▶ [The task]:
For every record here, output an exact copy.

Natural-language object grounding data

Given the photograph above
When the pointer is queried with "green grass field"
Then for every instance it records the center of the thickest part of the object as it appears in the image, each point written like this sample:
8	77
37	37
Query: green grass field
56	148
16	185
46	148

▶ [Output]:
Given the photograph above
When the pointer is queried with "green grass field"
Then for every instance it records the center of the thickest part of the object as it appears in the image, each point written like this sample:
8	77
37	37
Query: green grass field
56	148
16	185
46	148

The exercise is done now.